> _Selected excerpt_
Who’s cleaning up after your party?

Forty years later, I still regret helping with the dishes after my boss had a bunch of us to his house for supper.
Wait. Not “regret.” “Am furious with myself” is a better way to phrase it.
When supper was over, my only female co-worker, Cindy, and I got up to help the boss’s wife clear the table while my male co-workers sat there.
My only defense is that I was in my early 20s and unknowingly steeped in deep, deep patriarchy and that I sensed (I did feel great unease as I got up to help – why were the men still sitting?) I would have somehow been punished if I had not helped. Not consciously punished, but it would have affected how my boss – who once invited us all to attend his church (Assemblies of God, I think? Some denomination even more far-right than the Catholic Church, not that inviting us to a Catholic Church would have been appropriate, either) – saw me.
I think about that event a lot when I think about expectations. I think about other events.
When Mr T’s parents stayed with us for over a week for our wedding (WHY THE HELL DID I EVER AGREE TO THAT?), I made supper every night. Every. Night. Even though Mr T and I do not have a formal, sit-down supper every night. I did so because I knew that if I did not, his parents would talk trash about me.
(Why did I even care if they talked trash about me? They had already told him not to marry me and had threatened to boycott our wedding.)
Do we ever escape our conditioning?
I make a conscious effort to not jump into sexist, gendered roles anymore. I am not always successful – I am very likely to help a female friend clean up even if the men aren’t helping just because I don’t want the burden to be on my friend.

> _Aim of the task_
In the piece on cleaning up after a party, which co-worker got up with the writer to help the boss's wife clear the table?

> _Extracted material_
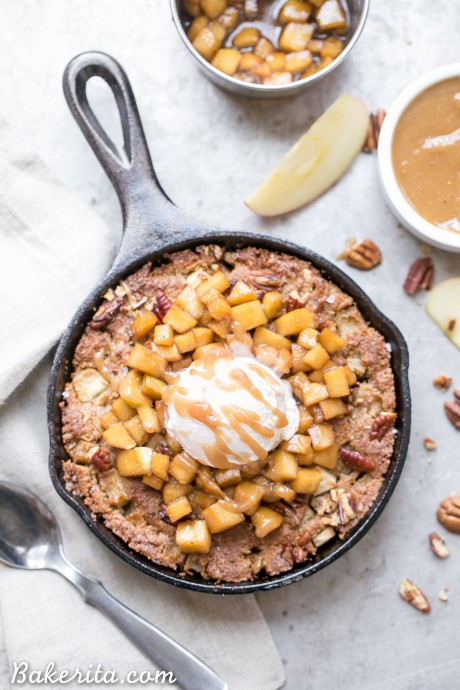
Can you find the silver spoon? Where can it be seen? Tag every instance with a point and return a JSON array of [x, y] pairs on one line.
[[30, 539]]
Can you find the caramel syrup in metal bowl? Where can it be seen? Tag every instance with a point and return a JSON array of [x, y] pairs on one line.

...

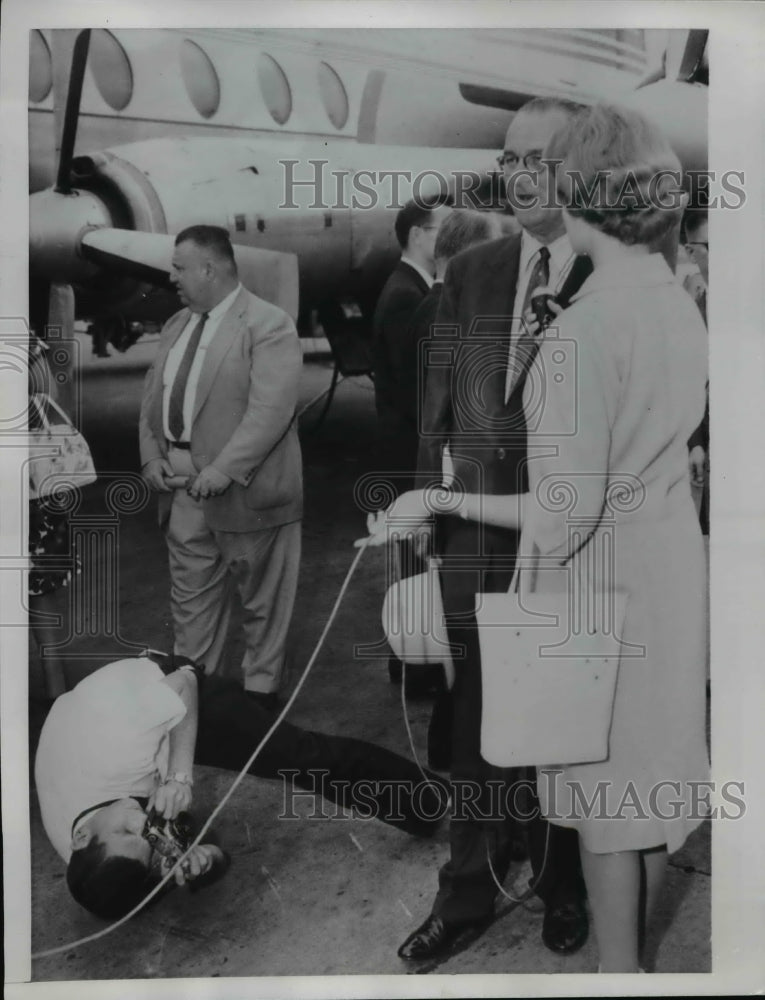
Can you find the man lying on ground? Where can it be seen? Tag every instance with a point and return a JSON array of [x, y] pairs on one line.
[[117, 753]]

> _Completed exercise_
Cindy, the writer's only female co-worker.